=== YOUR INSTRUCTIONS ===
Below are the records; give again exactly the line with "Put a marker on every instance of the stone lip, one", the line with "[(73, 124)]", and each line that lies between them, and nothing besides.

=== EXERCISE MATERIAL ===
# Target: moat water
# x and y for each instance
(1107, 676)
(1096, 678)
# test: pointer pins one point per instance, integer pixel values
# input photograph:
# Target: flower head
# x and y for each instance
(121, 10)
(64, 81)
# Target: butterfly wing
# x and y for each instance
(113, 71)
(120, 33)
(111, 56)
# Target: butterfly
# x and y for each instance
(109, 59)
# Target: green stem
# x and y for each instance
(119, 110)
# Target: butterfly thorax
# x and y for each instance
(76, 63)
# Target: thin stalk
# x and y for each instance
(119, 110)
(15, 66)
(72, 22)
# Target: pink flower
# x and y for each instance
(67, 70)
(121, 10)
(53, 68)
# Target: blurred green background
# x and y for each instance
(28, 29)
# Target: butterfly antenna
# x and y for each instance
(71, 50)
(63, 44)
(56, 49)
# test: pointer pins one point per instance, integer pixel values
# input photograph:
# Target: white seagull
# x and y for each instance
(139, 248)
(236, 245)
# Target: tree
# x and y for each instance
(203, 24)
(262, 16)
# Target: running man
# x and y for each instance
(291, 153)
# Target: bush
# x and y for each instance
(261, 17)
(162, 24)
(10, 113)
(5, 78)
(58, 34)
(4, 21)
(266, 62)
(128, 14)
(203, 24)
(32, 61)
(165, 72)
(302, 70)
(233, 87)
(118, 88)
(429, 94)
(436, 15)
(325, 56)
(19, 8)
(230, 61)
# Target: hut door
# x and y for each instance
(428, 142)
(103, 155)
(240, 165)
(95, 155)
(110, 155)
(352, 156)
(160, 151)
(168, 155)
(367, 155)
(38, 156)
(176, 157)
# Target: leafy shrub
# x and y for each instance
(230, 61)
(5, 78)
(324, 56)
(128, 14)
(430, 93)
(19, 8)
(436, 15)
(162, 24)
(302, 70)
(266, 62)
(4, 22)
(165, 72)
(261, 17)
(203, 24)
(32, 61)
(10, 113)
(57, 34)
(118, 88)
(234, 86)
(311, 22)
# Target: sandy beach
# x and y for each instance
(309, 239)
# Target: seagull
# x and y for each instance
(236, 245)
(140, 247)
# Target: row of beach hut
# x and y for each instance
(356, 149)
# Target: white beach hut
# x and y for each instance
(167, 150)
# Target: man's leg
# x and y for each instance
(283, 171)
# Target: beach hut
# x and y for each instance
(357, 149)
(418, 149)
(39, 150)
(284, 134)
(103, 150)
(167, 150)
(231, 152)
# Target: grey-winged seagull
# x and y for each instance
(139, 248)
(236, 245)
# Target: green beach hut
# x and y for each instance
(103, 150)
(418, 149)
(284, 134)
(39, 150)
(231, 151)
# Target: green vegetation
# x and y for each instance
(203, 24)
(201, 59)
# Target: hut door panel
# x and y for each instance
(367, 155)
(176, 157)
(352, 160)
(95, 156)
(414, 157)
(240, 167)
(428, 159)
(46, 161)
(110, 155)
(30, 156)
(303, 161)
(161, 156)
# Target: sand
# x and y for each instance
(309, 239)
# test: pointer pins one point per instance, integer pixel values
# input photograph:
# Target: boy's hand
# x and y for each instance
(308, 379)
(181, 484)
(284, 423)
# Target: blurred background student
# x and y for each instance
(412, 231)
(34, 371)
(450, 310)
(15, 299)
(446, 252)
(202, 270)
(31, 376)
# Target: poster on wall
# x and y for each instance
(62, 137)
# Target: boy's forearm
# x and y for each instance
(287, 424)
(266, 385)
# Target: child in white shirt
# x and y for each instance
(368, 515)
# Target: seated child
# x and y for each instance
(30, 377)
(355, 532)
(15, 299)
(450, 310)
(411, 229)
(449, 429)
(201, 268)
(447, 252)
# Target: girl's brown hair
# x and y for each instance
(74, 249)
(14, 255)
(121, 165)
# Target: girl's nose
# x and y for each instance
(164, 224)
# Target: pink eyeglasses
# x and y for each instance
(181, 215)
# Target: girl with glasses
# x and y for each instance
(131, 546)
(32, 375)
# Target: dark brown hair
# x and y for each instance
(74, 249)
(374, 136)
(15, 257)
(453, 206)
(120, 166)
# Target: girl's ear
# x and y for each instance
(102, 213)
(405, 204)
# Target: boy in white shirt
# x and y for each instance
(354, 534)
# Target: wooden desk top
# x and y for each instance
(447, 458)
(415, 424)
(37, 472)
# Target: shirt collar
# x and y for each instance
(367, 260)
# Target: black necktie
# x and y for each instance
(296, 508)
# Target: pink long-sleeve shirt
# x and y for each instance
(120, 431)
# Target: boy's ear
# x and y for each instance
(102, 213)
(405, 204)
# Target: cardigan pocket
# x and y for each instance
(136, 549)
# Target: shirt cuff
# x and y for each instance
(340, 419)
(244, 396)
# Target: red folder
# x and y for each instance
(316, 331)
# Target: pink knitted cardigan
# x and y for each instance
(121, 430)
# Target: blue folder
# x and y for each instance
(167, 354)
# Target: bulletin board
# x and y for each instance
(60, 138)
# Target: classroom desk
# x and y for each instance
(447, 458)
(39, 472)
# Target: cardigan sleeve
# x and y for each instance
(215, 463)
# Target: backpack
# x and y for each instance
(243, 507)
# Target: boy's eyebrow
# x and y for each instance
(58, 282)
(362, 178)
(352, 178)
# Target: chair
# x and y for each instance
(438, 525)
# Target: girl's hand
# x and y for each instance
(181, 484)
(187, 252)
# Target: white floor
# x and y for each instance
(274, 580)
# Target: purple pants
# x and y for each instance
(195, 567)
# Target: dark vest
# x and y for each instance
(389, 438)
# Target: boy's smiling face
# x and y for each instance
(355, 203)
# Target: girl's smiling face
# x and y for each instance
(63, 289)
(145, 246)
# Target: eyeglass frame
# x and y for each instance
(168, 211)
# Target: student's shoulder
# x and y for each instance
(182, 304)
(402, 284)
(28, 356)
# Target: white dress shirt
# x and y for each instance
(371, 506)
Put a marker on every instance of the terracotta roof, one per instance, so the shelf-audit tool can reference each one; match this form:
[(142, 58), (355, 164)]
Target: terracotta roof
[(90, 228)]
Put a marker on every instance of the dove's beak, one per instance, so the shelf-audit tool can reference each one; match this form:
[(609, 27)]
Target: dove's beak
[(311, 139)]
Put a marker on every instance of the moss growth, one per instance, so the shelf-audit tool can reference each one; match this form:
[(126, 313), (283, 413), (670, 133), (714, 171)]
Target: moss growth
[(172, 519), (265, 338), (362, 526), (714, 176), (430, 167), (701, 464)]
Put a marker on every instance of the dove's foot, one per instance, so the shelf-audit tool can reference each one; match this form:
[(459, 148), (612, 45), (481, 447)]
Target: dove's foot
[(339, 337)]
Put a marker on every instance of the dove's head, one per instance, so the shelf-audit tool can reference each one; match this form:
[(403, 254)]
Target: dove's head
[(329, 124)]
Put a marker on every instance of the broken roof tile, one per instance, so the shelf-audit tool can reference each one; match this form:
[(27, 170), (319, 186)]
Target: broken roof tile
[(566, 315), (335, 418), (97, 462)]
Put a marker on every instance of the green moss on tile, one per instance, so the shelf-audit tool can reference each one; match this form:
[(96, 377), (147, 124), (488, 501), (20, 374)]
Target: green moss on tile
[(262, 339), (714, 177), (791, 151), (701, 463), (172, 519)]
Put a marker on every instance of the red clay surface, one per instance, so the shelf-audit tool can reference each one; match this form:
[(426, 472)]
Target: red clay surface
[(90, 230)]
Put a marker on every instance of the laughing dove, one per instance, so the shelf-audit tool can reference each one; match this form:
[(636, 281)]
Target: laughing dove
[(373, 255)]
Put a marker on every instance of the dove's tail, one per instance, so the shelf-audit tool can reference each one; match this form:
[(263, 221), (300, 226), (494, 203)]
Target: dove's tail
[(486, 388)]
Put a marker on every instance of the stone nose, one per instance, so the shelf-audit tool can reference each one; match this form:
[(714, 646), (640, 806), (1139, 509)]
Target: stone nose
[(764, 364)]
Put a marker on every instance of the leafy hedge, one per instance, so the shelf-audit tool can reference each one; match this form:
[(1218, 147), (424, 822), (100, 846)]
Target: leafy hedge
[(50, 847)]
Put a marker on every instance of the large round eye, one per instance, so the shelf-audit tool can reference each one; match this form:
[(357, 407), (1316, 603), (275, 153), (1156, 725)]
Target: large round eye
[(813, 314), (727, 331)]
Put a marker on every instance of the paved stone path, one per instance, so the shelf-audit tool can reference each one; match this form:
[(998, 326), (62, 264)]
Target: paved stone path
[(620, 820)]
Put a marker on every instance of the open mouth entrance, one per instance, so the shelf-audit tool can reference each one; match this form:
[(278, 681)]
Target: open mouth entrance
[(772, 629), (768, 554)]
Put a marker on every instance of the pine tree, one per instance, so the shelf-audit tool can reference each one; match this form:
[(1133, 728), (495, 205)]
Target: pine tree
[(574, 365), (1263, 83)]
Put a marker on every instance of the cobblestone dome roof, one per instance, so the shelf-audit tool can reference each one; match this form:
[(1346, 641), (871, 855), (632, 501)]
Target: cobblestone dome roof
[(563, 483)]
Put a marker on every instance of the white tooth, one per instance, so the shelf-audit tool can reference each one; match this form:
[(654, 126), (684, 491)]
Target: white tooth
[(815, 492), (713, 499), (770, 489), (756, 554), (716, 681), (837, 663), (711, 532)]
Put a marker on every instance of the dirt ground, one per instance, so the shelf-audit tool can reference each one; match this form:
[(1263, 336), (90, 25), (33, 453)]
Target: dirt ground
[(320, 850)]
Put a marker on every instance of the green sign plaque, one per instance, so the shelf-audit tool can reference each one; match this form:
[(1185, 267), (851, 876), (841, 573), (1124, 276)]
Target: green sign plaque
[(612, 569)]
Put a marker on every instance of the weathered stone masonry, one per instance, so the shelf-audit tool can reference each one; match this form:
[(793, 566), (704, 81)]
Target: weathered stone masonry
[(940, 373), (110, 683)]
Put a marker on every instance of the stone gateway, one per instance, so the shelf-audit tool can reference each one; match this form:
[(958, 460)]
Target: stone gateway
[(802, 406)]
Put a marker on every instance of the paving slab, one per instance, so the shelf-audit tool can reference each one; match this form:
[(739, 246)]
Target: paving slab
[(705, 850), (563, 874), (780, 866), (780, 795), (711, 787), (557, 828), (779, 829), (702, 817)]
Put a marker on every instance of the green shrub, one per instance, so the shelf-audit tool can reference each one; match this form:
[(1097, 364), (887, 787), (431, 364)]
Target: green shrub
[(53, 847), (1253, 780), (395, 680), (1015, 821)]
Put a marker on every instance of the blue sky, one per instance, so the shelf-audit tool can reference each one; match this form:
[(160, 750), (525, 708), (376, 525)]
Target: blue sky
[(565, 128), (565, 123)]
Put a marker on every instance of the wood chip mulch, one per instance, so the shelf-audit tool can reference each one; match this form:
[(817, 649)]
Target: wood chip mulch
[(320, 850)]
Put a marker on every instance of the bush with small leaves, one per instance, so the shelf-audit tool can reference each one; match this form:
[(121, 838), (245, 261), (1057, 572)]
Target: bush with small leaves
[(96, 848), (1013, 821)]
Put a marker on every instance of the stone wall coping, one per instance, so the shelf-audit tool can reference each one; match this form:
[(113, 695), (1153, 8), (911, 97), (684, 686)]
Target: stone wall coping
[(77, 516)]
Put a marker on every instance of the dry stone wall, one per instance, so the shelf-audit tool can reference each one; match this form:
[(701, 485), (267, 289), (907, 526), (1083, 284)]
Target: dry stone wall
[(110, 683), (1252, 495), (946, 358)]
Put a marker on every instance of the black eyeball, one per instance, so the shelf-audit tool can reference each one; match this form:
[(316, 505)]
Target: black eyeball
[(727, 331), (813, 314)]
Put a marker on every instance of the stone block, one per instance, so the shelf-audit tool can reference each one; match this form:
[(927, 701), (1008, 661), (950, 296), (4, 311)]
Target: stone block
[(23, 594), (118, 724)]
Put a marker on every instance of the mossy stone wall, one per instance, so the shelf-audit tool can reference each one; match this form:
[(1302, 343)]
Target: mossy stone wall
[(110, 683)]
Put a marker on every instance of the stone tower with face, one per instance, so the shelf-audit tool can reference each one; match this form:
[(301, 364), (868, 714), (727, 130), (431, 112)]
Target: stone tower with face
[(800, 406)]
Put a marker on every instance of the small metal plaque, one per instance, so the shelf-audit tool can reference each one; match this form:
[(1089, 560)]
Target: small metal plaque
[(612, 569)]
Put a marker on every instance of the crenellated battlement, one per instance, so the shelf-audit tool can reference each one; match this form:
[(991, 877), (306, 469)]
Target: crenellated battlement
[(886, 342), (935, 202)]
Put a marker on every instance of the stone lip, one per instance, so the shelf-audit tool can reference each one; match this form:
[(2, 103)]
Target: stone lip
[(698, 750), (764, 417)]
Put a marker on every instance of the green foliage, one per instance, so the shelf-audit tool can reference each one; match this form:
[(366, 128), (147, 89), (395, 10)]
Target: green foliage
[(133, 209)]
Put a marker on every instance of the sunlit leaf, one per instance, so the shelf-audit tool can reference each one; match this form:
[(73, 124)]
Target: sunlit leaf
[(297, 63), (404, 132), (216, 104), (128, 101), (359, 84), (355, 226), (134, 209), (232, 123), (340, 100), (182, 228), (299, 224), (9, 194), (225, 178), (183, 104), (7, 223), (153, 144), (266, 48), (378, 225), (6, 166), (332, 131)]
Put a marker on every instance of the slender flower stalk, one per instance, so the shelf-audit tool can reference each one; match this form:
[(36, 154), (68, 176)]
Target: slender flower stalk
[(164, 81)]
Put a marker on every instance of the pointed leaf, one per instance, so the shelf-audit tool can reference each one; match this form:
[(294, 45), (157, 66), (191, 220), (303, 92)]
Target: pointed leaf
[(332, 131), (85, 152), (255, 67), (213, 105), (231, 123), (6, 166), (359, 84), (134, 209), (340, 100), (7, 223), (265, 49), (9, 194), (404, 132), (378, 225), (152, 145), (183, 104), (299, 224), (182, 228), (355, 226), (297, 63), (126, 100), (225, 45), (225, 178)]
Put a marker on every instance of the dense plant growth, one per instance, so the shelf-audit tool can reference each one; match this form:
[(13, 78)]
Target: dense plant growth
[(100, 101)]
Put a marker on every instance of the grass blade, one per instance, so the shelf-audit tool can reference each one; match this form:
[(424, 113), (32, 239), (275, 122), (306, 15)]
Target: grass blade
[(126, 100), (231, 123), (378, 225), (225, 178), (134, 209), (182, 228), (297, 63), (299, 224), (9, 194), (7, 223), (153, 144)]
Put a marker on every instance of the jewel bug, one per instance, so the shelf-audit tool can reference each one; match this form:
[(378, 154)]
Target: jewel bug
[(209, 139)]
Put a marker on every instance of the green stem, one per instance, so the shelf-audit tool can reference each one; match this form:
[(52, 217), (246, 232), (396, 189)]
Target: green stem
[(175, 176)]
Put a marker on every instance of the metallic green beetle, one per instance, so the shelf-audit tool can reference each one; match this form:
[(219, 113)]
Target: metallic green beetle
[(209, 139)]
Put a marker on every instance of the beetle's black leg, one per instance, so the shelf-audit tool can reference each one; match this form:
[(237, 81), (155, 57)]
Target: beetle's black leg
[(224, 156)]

=== EXERCISE RESPONSE ===
Put a marker on every instance of the stone lip, one per instance, so the shelf-audit tool can reference each one; match this form:
[(2, 103)]
Target: stone lip
[(698, 750), (764, 417)]
Put a marker on every instance of the green foliage, one per instance, so the shelf-audit tool can reference each one; match this form:
[(366, 128), (147, 89), (395, 10)]
Target: green foliage
[(133, 209)]
Put a marker on every instance of the sunlit leaf, one per instance, so the shelf-audit tool can reference each one; match this form:
[(73, 124)]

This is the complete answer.